__Record extracts__:
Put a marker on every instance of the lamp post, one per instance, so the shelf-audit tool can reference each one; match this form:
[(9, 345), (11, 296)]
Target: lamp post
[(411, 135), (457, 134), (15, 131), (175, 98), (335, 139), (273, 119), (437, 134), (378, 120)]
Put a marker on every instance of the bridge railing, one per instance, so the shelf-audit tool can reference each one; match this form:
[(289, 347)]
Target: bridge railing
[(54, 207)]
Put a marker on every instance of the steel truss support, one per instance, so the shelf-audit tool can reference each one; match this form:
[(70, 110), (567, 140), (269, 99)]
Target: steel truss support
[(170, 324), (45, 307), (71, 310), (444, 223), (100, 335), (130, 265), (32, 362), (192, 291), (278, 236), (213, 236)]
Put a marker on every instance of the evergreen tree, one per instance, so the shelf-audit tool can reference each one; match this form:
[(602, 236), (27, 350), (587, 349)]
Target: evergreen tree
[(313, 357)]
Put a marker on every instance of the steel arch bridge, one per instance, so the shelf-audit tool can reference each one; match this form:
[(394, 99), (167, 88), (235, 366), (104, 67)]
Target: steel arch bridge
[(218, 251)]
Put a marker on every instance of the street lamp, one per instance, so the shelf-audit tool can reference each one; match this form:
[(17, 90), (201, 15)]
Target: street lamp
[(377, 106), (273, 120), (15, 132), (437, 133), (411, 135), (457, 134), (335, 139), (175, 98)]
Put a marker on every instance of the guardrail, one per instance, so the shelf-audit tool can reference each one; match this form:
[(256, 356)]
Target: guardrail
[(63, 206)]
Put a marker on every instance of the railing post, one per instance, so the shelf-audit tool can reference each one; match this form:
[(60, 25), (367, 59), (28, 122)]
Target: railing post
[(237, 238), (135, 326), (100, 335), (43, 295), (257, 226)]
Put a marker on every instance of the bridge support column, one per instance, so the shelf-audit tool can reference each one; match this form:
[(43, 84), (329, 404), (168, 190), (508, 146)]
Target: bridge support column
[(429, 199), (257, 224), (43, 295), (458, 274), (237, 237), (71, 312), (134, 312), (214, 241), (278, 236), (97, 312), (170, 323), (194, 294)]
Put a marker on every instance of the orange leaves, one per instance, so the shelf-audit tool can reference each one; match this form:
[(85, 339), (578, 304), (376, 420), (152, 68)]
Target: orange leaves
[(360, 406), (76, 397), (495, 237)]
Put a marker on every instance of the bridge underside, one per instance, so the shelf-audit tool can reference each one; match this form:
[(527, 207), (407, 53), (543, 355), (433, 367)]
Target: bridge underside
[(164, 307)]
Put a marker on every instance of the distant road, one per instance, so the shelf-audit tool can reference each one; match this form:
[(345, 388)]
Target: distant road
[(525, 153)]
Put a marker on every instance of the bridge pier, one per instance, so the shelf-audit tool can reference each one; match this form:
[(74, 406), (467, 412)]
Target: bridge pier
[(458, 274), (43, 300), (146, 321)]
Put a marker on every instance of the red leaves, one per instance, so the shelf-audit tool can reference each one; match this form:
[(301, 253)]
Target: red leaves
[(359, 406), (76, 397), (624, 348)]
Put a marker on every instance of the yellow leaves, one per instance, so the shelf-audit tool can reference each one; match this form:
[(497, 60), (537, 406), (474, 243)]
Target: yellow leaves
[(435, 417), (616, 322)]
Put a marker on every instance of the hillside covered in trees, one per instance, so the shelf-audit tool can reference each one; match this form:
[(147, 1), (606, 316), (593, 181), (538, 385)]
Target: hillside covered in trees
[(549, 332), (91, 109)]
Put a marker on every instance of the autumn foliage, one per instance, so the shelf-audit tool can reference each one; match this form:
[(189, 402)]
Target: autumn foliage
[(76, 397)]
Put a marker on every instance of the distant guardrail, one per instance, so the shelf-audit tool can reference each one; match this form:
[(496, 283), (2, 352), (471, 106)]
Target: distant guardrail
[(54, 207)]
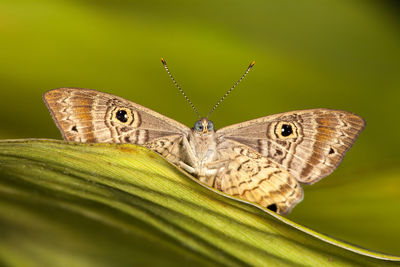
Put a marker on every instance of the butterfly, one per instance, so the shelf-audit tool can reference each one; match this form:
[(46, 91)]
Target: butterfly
[(263, 160)]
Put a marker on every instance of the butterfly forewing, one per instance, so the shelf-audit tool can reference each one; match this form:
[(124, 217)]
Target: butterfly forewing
[(309, 144)]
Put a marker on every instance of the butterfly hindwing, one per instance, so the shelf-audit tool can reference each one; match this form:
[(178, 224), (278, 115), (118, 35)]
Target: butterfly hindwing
[(85, 115)]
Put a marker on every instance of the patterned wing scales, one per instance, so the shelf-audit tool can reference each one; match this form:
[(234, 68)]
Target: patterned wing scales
[(309, 144), (85, 115), (252, 177)]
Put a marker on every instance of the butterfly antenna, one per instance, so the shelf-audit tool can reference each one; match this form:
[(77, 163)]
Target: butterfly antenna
[(180, 89), (233, 87)]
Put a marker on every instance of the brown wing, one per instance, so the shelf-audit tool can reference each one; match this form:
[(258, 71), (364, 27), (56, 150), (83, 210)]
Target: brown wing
[(310, 144), (85, 115), (253, 177)]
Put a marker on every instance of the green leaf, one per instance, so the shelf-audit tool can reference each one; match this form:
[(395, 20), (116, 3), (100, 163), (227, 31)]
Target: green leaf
[(70, 204)]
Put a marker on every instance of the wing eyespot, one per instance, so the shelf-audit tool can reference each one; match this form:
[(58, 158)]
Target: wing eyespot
[(273, 207)]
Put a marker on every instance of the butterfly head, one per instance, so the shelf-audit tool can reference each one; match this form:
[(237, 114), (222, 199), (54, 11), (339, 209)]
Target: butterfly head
[(203, 126)]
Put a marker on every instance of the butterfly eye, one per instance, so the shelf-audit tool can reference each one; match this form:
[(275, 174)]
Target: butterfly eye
[(125, 116), (210, 126), (198, 126)]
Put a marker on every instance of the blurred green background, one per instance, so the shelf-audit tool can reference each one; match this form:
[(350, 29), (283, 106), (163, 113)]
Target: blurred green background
[(309, 54)]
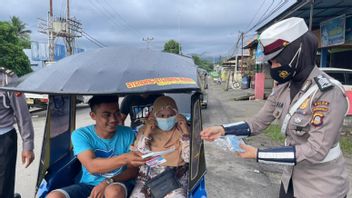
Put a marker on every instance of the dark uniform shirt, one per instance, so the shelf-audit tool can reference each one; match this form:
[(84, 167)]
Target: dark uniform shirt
[(13, 108)]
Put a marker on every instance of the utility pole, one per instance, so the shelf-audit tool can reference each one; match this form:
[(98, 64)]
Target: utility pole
[(68, 28), (242, 35), (148, 40)]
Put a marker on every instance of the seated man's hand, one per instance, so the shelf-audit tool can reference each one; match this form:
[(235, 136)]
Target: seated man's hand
[(182, 124), (98, 191), (212, 133), (135, 159)]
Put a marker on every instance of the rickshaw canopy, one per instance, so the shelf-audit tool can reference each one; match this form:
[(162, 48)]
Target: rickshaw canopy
[(112, 71)]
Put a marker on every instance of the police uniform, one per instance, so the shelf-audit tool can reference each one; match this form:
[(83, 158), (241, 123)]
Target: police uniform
[(13, 109), (311, 121)]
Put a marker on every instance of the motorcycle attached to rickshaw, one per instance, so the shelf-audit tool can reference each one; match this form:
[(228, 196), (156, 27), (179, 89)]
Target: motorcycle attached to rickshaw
[(120, 71)]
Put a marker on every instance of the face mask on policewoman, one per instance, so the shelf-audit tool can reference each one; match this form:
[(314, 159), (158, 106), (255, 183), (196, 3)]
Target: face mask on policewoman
[(166, 124), (285, 73)]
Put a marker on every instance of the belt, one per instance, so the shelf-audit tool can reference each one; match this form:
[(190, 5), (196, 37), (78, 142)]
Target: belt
[(333, 153), (5, 130)]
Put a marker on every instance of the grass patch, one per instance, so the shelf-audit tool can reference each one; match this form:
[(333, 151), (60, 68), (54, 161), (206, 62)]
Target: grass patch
[(346, 144), (273, 131)]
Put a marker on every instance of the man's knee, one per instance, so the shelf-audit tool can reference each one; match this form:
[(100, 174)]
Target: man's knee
[(115, 190), (55, 194)]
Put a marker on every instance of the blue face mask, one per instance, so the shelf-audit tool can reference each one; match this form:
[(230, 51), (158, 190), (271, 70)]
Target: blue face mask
[(166, 124)]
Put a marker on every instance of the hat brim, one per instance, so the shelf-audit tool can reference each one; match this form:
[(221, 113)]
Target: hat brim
[(272, 55)]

__Description of the task__: Your answer should be the lines above, from the line containing "Put a marker on every instance of the bridge underside, one" up to and including the line containing "Put a marker on every instance of the hillside", reproduced exactly and with nothing else.

__Response__:
Put a marker on every instance of the bridge underside, one per instance, so the shelf-audit tool can reference each one; match this form:
[(527, 207), (407, 53), (543, 355), (433, 367)]
Target: bridge underside
[(164, 307)]
Put a marker on every instance of the distant road, one per instance, so the shelf-audit tool can reference each one; match this form:
[(345, 388)]
Target: distant road
[(525, 153)]
Put a marker on every instance of the bridge pier, one per instance, so the shelf-audit tool can reference each one; match this form:
[(74, 406), (467, 412)]
Target: bridge pier
[(458, 274), (43, 300), (146, 321)]
Put a marker on every instance of the red leaves, one per instance, so the shelf-audit tool can reference each one; match this form:
[(301, 253)]
Target: red leaves
[(359, 406), (76, 397), (624, 348)]
Put a marker on every instance of the yellow leaves, one per instance, so the shelf-audit tool can reference each one; match this form:
[(497, 60), (537, 406), (474, 243)]
Target: yellow leaves
[(435, 417), (616, 322)]
Put a marker on every instance of the hillside covered in trees, one per instance, so the shelf-audit tool can reference each one; match this form:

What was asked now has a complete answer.